### Aim of the exercise
Give back every record that follows, exactly as written.

### Data shown
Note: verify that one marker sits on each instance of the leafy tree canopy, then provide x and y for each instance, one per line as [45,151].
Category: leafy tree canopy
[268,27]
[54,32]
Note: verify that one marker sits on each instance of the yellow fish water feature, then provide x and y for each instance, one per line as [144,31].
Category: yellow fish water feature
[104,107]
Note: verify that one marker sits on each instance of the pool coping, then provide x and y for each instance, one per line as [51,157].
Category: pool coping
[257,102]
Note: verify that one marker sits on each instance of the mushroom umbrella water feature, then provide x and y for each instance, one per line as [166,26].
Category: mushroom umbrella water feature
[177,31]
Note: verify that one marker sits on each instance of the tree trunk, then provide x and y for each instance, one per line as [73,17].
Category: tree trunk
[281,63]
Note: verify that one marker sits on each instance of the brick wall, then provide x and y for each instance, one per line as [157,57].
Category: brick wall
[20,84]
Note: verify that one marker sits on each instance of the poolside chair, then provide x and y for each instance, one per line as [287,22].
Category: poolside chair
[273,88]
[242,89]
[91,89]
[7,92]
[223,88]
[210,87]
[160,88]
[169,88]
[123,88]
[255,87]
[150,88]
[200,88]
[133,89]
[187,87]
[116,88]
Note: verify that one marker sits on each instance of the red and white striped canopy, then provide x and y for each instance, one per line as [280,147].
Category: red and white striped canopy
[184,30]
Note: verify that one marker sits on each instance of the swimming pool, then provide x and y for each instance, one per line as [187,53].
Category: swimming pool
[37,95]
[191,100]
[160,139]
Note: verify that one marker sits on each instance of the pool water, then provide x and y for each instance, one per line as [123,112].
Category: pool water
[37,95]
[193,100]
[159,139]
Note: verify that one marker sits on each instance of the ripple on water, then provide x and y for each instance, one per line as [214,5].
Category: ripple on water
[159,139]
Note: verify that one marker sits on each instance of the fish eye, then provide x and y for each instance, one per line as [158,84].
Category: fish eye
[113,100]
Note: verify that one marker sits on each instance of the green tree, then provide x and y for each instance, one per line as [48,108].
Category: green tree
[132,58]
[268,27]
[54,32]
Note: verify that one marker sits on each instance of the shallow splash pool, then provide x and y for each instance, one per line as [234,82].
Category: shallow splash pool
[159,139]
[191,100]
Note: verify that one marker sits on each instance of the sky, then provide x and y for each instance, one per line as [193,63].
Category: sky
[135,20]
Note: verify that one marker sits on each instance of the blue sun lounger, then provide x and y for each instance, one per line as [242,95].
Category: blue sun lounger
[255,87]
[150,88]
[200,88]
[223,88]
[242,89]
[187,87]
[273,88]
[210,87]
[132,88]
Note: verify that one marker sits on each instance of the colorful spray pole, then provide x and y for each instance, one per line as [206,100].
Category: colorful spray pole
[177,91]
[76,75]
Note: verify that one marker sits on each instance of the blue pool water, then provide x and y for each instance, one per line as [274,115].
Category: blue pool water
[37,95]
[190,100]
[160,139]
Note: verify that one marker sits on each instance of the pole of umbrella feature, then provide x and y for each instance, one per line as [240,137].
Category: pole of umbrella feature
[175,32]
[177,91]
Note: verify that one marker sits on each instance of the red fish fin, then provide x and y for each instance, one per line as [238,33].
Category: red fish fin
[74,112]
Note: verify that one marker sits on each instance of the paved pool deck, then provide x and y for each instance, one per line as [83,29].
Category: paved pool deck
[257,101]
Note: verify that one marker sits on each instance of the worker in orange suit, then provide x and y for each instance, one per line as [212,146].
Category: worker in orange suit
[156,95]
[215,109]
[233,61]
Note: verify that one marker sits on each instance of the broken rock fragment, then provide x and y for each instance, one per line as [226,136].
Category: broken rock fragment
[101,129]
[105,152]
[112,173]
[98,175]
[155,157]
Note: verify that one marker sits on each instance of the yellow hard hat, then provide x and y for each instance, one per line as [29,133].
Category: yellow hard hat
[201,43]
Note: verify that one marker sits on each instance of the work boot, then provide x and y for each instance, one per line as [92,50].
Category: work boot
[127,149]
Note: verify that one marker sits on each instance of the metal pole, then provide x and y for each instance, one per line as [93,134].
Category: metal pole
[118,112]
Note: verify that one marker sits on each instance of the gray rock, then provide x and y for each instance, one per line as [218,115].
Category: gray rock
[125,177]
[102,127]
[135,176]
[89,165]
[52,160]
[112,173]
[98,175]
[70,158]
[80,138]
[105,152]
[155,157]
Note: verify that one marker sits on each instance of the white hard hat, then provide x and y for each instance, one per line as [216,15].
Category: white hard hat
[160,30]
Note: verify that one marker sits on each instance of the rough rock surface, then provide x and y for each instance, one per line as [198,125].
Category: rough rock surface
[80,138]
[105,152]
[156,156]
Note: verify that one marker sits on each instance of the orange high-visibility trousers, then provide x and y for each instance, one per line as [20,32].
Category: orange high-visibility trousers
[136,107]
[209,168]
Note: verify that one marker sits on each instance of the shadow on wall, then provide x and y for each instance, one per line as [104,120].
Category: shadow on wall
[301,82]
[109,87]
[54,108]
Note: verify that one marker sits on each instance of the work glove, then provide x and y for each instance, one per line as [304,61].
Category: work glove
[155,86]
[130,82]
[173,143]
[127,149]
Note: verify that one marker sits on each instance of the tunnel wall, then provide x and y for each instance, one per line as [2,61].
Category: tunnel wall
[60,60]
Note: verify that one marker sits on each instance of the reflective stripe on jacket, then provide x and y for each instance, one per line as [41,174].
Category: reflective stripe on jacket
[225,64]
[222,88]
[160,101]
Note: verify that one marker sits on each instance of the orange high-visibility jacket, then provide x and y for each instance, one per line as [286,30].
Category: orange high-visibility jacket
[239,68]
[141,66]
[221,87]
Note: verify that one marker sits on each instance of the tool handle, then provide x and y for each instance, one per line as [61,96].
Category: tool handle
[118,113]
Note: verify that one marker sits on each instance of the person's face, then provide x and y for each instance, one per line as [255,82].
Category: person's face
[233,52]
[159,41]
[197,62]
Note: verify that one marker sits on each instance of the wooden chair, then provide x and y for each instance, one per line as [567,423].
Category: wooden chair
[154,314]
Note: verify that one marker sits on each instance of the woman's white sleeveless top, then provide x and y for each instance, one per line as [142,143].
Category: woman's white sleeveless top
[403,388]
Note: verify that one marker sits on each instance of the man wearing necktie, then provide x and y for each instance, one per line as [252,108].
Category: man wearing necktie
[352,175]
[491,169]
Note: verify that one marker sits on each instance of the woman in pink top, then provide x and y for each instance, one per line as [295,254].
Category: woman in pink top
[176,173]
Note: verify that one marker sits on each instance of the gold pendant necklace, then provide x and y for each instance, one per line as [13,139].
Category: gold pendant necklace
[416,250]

### Solution to the problem
Note: verify that one marker sits on each instance of the leafy tree canopy, then provide x and y for each instance, one per line as [45,151].
Category: leafy tree canopy
[268,27]
[54,32]
Note: verify that one marker sits on each instance of the yellow fish water feature, then provide x and y for each instance, one per line as [144,31].
Category: yellow fish water feature
[104,107]
Note: verify that one marker sits on each instance of the pool coping, then provide x and y for each instance, one per line as [51,157].
Category: pool coping
[257,102]
Note: verify that one marker sits on each instance of the mushroom umbrella water feature, then provide x and y for each instance, one per line as [166,26].
Category: mushroom umbrella water feature
[177,31]
Note: verify that one marker sits on each instance of the tree trunk, then provide x and y for each instance, one per line as [73,17].
Category: tree trunk
[281,63]
Note: verify that one marker sits on each instance of the brick wall, then provide x and y for each instance, one per line as [157,57].
Category: brick wall
[20,84]
Note: verify that one marker sits on each instance of the poolside chair, then provide x and y for each instance, one per line as [287,22].
Category: poolside chair
[273,88]
[242,89]
[91,89]
[7,92]
[223,88]
[210,87]
[160,88]
[169,88]
[123,88]
[255,87]
[150,88]
[200,88]
[133,89]
[187,87]
[116,88]
Note: verify that one marker sits on each instance of the red and white striped canopy, then provide x and y for each instance, one per line as [280,147].
Category: red and white striped canopy
[184,30]
Note: verify that one marker sits on each instance of the swimming pool, then provide x and y for each instance, one per line as [187,53].
Category: swimming pool
[37,95]
[191,100]
[160,139]
Note: verify that one marker sits on each instance of the pool water, then provide x and y for each instance, one per line as [123,112].
Category: pool water
[37,95]
[193,100]
[159,139]
Note: verify that one marker sits on each instance of the ripple on water, then provide x and y for each instance, one per line as [214,5].
Category: ripple on water
[159,139]
Note: verify that one marker sits on each instance of the fish eye, then provide x and y for each instance, one per line as [158,84].
Category: fish eye
[113,100]
Note: verify that one marker sits on each instance of the green tree, then provide x and y for each instance, one per line as [48,108].
Category: green tree
[132,58]
[268,27]
[54,32]
Note: verify that one marker sits on each instance of the shallow splash pool, then provide x and y for each instance, one per line as [234,82].
Category: shallow splash pool
[159,139]
[191,100]
Note: verify that one marker sits on each instance of the sky, then provide x and y for each instance, one per line as [193,63].
Category: sky
[135,20]
Note: verify that one marker sits on each instance of the blue sun lounger, then provide x and y for each instance, one per line as [242,95].
Category: blue sun lounger
[255,87]
[150,88]
[200,88]
[223,88]
[242,89]
[187,87]
[273,88]
[210,87]
[132,88]
Note: verify that one marker sits on each instance of the colorful spray pole, then provide x and y for each instance, one per line as [206,100].
Category: colorful spray pole
[177,91]
[76,75]
Note: verify that one marker sits on each instance of the blue pool water, then provide x and y for each instance, one per line as [274,115].
Category: blue pool water
[37,95]
[190,100]
[160,139]
Note: verify that one marker sits on each instance of the pole of umbrella feature, then provide x and y for each instance, one per line as [240,137].
Category: pole of umbrella feature
[175,32]
[177,91]
Note: verify that one marker sits on each instance of the red fish fin, then provide x and y for each instance, one per line as [238,33].
Category: red fish fin
[74,112]
Note: verify that one marker sits on each instance of the paved pool deck, then provide x and y for each instance, one per line as [83,29].
Category: paved pool deck
[257,101]
Note: verify that one marker sits on each instance of the worker in orange suit, then provide x and y for each instance, one per line as [212,146].
Category: worker in orange suit
[156,95]
[215,109]
[233,61]
Note: verify that one marker sits on each instance of the broken rock fragment, then provide x and y for each instance, one per line as [226,136].
Category: broken rock fragment
[101,129]
[105,152]
[112,173]
[98,175]
[155,157]
Note: verify that one marker sits on each instance of the yellow hard hat, then provide x and y for each instance, one per line as [29,133].
Category: yellow hard hat
[201,43]
Note: verify that one marker sits on each instance of the work boot, then provide x and y for each instance, one per line as [92,50].
Category: work boot
[127,149]
Note: verify that one marker sits on each instance of the metal pole, then provide x and y for each instance, one per line as [93,134].
Category: metal pole
[118,112]
Note: verify that one marker sits on each instance of the gray rock, then provide x and y for each instance, one per line as [218,115].
Category: gray rock
[125,177]
[102,127]
[135,176]
[89,165]
[52,160]
[112,173]
[98,175]
[70,158]
[80,138]
[105,152]
[155,157]
Note: verify that one marker sits on each instance of the white hard hat, then provide x and y for each instance, one per line as [216,15].
Category: white hard hat
[160,30]
Note: verify that one marker sits on each instance of the rough rock surface, then provide x and y for each instance, one per line as [198,125].
Category: rough rock surface
[80,138]
[105,152]
[156,156]
Note: verify that one marker sits on each instance of the orange high-visibility trousers, then provide x and y for each instance, one per line as [20,32].
Category: orange high-visibility trousers
[136,107]
[209,168]
Note: verify that one marker sits on each instance of the shadow on wall, then provide x and y for each instance, one per line as [104,120].
Category: shadow on wall
[301,82]
[109,87]
[54,108]
Note: verify that one marker sits on each instance of the work glove, then provide x and y for each instance, one per line as [304,61].
Category: work glove
[155,86]
[130,82]
[173,143]
[127,149]
Note: verify that one marker sits on each instance of the tunnel wall, then provide x and y for each instance, one per line as [2,61].
Category: tunnel wall
[60,60]
Note: verify that one marker sits on each instance of the reflective stripe on jacket, then provide x and y for each instance, one per line as [41,174].
Category: reflective stripe on jacket
[225,64]
[222,88]
[160,101]
Note: verify that one marker sits on each instance of the orange high-visibility jacket, then provide x and y for each instance, one per line as [286,30].
Category: orange high-visibility jacket
[239,68]
[141,66]
[221,87]
Note: verify that one marker sits on each instance of the tool handle, then provide x and y for each instance, one per line as [61,96].
Category: tool handle
[118,113]
Note: verify that one marker sits on each instance of the person's face, then provide x and y for each instance, one per line as [255,82].
Category: person's face
[233,52]
[159,41]
[197,62]
Note: verify that one marker sits on each instance of the wooden chair, then provide x and y for each instance, one per line as [567,423].
Category: wooden chair
[154,314]
Note: verify that one marker sits on each instance of the woman's white sleeveless top, then provide x and y for each instance, one per line as [142,143].
Category: woman's white sleeveless top
[403,388]
Note: verify that one marker sits on each instance of the man wearing necktie, then provide x and y for each instance, one per line as [252,108].
Category: man wearing necktie
[352,175]
[491,169]
Note: verify that one marker sits on each instance of the woman in pink top, then provide x and y for each instance, one per line as [295,254].
Category: woman in pink top
[176,173]
Note: verify that one marker sits on each instance of the gold pendant necklace, then provide x and y for each instance, one per line as [13,139].
Category: gold pendant necklace
[416,250]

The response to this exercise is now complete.